Source data:
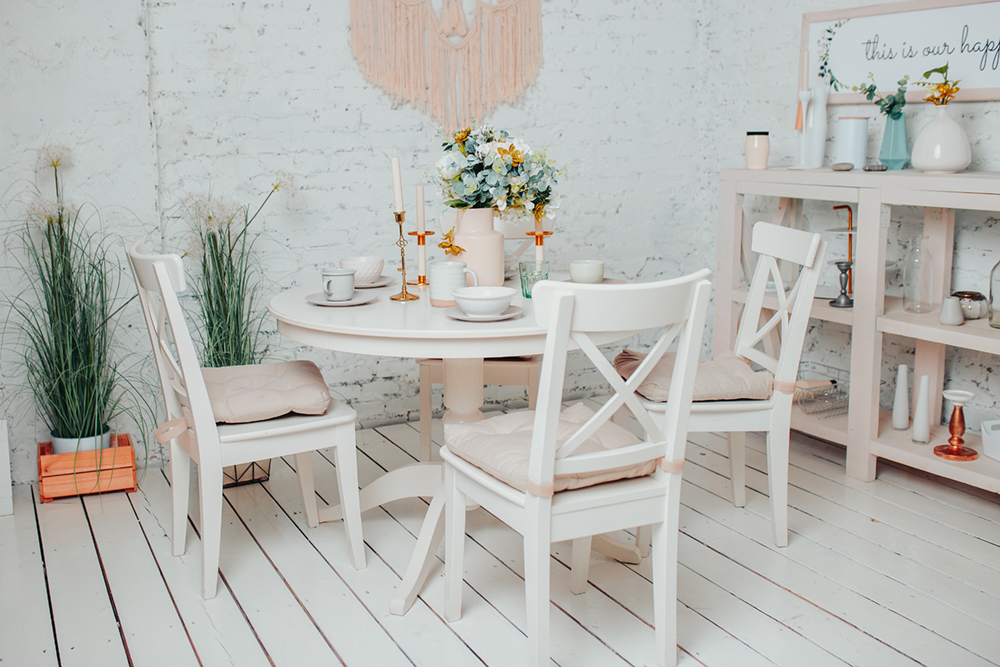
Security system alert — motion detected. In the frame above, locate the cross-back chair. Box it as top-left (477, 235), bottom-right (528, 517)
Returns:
top-left (604, 222), bottom-right (826, 556)
top-left (441, 269), bottom-right (711, 665)
top-left (128, 242), bottom-right (365, 599)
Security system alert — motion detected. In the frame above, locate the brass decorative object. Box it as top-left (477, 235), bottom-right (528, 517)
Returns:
top-left (389, 211), bottom-right (420, 301)
top-left (934, 389), bottom-right (979, 461)
top-left (407, 232), bottom-right (434, 287)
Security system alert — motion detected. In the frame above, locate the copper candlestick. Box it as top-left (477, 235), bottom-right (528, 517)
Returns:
top-left (934, 389), bottom-right (979, 461)
top-left (407, 232), bottom-right (434, 287)
top-left (389, 211), bottom-right (420, 301)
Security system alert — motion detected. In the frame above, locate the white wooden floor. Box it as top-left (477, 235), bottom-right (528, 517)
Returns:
top-left (0, 400), bottom-right (1000, 667)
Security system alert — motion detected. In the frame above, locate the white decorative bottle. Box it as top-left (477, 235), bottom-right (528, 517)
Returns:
top-left (910, 375), bottom-right (931, 442)
top-left (892, 364), bottom-right (910, 431)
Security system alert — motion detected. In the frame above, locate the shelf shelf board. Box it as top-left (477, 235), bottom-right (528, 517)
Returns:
top-left (871, 422), bottom-right (1000, 493)
top-left (733, 287), bottom-right (854, 326)
top-left (876, 297), bottom-right (1000, 354)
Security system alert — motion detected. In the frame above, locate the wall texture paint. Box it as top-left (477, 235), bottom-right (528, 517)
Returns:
top-left (0, 0), bottom-right (1000, 481)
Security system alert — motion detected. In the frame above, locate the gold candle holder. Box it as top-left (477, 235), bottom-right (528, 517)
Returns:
top-left (407, 232), bottom-right (434, 287)
top-left (934, 389), bottom-right (979, 461)
top-left (389, 211), bottom-right (420, 301)
top-left (525, 231), bottom-right (552, 262)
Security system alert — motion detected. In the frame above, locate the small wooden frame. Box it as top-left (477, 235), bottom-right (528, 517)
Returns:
top-left (38, 433), bottom-right (138, 503)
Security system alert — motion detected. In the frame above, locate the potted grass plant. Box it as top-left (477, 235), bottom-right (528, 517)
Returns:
top-left (4, 148), bottom-right (152, 502)
top-left (187, 182), bottom-right (281, 487)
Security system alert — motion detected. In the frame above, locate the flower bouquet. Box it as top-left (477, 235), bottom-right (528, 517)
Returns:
top-left (436, 125), bottom-right (562, 285)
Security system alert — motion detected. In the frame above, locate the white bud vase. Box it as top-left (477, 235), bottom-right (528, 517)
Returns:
top-left (910, 104), bottom-right (972, 174)
top-left (910, 375), bottom-right (931, 442)
top-left (892, 364), bottom-right (910, 431)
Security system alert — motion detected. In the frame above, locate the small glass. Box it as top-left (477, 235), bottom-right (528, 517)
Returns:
top-left (518, 260), bottom-right (549, 299)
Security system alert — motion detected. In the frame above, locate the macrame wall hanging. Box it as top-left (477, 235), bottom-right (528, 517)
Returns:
top-left (351, 0), bottom-right (542, 131)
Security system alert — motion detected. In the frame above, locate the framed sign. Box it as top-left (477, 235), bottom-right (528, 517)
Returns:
top-left (799, 0), bottom-right (1000, 104)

Instructions to follow ->
Duplicate every line of the listing above word for word, leaving out the pictures.

The output ->
Security system alert — motion detected. In the frame above, locate the cross-back chair. Box it as top-left (477, 235), bottom-right (528, 517)
Returns:
top-left (604, 222), bottom-right (826, 556)
top-left (441, 269), bottom-right (711, 665)
top-left (128, 242), bottom-right (365, 599)
Security system alert — motion detected. In the frame above, locate the brass decorative object. Box it as top-left (477, 235), bottom-right (528, 517)
Returns:
top-left (389, 211), bottom-right (420, 301)
top-left (934, 389), bottom-right (979, 461)
top-left (407, 232), bottom-right (434, 287)
Security system alert — motion detected. In the frame above, locate the copper candlestick. Box it as top-left (477, 235), bottom-right (528, 517)
Returns:
top-left (934, 389), bottom-right (979, 461)
top-left (407, 232), bottom-right (434, 287)
top-left (389, 211), bottom-right (420, 301)
Security system alert — motion detected. In the frame above, locate the white wooden floor. Box it as top-left (477, 235), bottom-right (528, 517)
Returns:
top-left (0, 400), bottom-right (1000, 667)
Security system alert — motion detected. In the frame above, locate the white decorative bottle. Box it as top-left (477, 235), bottom-right (528, 517)
Returns:
top-left (910, 375), bottom-right (931, 442)
top-left (892, 364), bottom-right (910, 431)
Security system alert — motion detected. In the frame above, locate the shelf shelf board. Box it as top-left (477, 235), bottom-right (528, 517)
Returns:
top-left (871, 422), bottom-right (1000, 493)
top-left (733, 287), bottom-right (854, 326)
top-left (876, 297), bottom-right (1000, 354)
Security system alert — motion detected. In the frame above, locate the wall texture paint. Box it as top-left (477, 235), bottom-right (528, 517)
Returns:
top-left (0, 0), bottom-right (1000, 481)
Security system alert — motion detected. In the frame above, locate the gold candle holder. Box it as top-left (477, 235), bottom-right (528, 517)
Returns:
top-left (407, 232), bottom-right (434, 287)
top-left (934, 389), bottom-right (979, 461)
top-left (389, 211), bottom-right (420, 301)
top-left (525, 231), bottom-right (552, 262)
Security system alert — motion detected. In the frame above, locate the small wooden frame. Box it as top-left (477, 235), bottom-right (528, 517)
Returns:
top-left (38, 433), bottom-right (138, 503)
Security system alert — motion detected. In the frame above, locate the potted grass plant. Box it as top-left (477, 235), bottom-right (528, 517)
Returns:
top-left (4, 148), bottom-right (152, 502)
top-left (187, 182), bottom-right (281, 487)
Security system alert — motion detected. In the frame above, locate the flower bouquet. Box it as top-left (477, 235), bottom-right (528, 517)
Returns:
top-left (436, 125), bottom-right (562, 285)
Security system alert — motion detected. In the frame above, locate the white bud vase. Box it as top-left (477, 235), bottom-right (528, 517)
Returns:
top-left (910, 104), bottom-right (972, 174)
top-left (910, 375), bottom-right (931, 442)
top-left (892, 364), bottom-right (910, 431)
Security system alert — motion detected. In the frame above, locate the small glass. Box it as top-left (477, 235), bottom-right (528, 517)
Returns:
top-left (518, 260), bottom-right (549, 299)
Security system alert — motion detected. In the frame above, locate the macrame wall hanging. Box it as top-left (477, 235), bottom-right (528, 517)
Returns:
top-left (351, 0), bottom-right (542, 131)
Security system alert — motion detected. In the frame above, locate the framed sign. Box it as top-left (477, 235), bottom-right (528, 517)
Returns:
top-left (799, 0), bottom-right (1000, 104)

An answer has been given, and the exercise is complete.